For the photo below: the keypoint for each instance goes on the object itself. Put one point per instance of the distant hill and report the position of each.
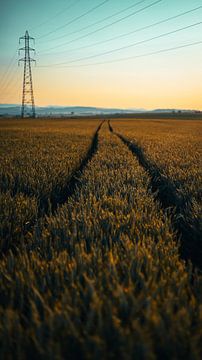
(14, 110)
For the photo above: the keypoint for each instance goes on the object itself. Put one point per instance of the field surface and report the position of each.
(100, 239)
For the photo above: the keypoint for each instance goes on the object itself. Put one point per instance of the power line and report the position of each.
(56, 15)
(130, 32)
(27, 94)
(135, 31)
(131, 45)
(75, 19)
(108, 25)
(99, 21)
(9, 66)
(132, 57)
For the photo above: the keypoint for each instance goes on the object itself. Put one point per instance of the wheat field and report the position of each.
(100, 239)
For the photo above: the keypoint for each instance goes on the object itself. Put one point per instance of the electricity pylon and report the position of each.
(27, 93)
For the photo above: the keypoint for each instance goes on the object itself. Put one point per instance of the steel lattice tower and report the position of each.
(28, 106)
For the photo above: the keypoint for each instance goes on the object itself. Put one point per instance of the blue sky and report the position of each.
(168, 79)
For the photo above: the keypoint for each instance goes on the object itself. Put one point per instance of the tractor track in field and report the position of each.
(58, 199)
(164, 191)
(74, 182)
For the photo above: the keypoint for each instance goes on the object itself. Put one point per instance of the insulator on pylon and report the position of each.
(28, 106)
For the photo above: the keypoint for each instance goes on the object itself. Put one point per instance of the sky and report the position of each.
(104, 53)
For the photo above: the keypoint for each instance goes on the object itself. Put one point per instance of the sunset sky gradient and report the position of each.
(165, 80)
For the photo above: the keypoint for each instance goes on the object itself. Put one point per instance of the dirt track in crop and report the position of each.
(75, 180)
(186, 228)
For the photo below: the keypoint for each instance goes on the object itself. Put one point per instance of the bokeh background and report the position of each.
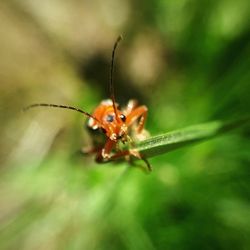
(187, 60)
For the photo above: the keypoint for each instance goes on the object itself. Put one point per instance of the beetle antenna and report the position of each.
(60, 106)
(111, 84)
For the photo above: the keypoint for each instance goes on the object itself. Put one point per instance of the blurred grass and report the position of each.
(188, 61)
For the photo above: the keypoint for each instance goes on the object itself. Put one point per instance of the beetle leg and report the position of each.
(140, 112)
(104, 153)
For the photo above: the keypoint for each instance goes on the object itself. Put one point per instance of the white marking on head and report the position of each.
(113, 137)
(107, 102)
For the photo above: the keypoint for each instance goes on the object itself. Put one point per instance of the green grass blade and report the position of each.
(164, 143)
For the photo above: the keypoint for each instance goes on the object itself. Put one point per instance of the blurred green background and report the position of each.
(187, 60)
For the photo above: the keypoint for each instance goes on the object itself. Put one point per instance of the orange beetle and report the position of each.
(114, 123)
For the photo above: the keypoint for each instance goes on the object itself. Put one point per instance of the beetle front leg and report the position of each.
(104, 153)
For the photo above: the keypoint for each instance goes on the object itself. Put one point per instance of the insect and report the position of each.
(114, 123)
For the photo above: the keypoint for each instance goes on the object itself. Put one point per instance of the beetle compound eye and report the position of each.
(110, 118)
(123, 117)
(104, 130)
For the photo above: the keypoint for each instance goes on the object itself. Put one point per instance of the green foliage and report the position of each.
(177, 139)
(188, 61)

* **Task details**:
Write out the records above exactly as they appear, leaving out any pictures.

* **Solution to this exercise**:
For the photo below: the keypoint for each instance goes on the object itself. Put one point per instance of the distant hill and report the position of each.
(14, 110)
For the photo above: the keypoint for each instance goes on the object itself. Put one point per instance of the field surface and report the position of each.
(100, 239)
For the photo above: the keypoint for each instance goes on the object itself. Put one point per instance of the power line and report the position of each.
(56, 15)
(130, 32)
(27, 94)
(135, 31)
(131, 45)
(75, 19)
(108, 25)
(99, 21)
(9, 66)
(132, 57)
For the photo above: the keypoint for each instance goes on the object itself. Put one point per instance of the wheat field and report the position of each.
(100, 239)
For the photo above: the keypoint for each instance goes on the object itself. Put one point per instance of the electricity pylon and report the position of each.
(27, 93)
For the photo above: the keypoint for each instance goes on the object itself. Put one point per instance of the steel lattice tower and report the position of each.
(28, 106)
For the photo above: the keypoint for each instance goes on the object itself. Put one point per instance of the blue sky and report the position of each.
(168, 79)
For the photo above: the keypoint for each instance goes on the object itself. Put one point per instance of the tractor track in field and report the position of each.
(58, 199)
(164, 191)
(74, 182)
For the photo above: the keypoint for each instance goes on the object itself. Put one point per instance of the insulator on pylon and report the position of each.
(28, 106)
For the photo above: the keypoint for each instance goes on the object itself. Put one point per instance of the sky and report the position of each.
(104, 53)
For the photo above: the keypoint for each instance goes on the object itself. Put one point per instance of the sunset sky gradient and report the position of each.
(165, 80)
For the photo above: the keypoint for each instance goes on the object itself. Put one point per instance of the dirt track in crop and report the position of each.
(75, 180)
(186, 228)
For the photo below: the keypoint for each instance goes on the object itself. Put one point per instance of the bokeh background and report the position of each.
(187, 60)
For the photo above: the keypoint for each instance goes on the object itself. Put one point per instance of the beetle antenna and report the position of each.
(60, 106)
(111, 84)
For the photo above: the keypoint for each instance goes on the object itself. Put one point per instance of the blurred grass and report the position of each.
(188, 61)
For the photo above: the keypoint for each instance goes on the object itself. Put one point per instance of the beetle leg and report the position of each.
(140, 112)
(104, 153)
For the photo above: the keypoint for each instance goes on the object itself. Put one point per instance of the white marking on head and report the position of each.
(113, 137)
(107, 102)
For the photo above: the keypoint for each instance goes on the object itself. Put one point per instance of the green grass blade and report the position of each.
(164, 143)
For the photo above: the keypoint for each instance goes on the object itself. Put one point per instance of the blurred green background and report the position of each.
(187, 60)
For the photo above: the keypoint for each instance goes on the object itself. Put one point per instance of the orange beetle and report the position of each.
(114, 123)
For the photo above: the keypoint for each instance goes on the object itself. Put one point per instance of the beetle front leg and report the position of each.
(104, 153)
For the photo above: the keypoint for each instance goes on the object itself. Put one point per instance of the insect and report the position of each.
(114, 123)
For the photo above: the keypoint for each instance goes on the object itself. Put one point per instance of the beetle compound eye and report the position of each.
(110, 118)
(123, 117)
(104, 130)
For the photo above: the keypoint for each instance goes on the object itself. Put one point per instance of the green foliage and report the position of each.
(177, 139)
(188, 61)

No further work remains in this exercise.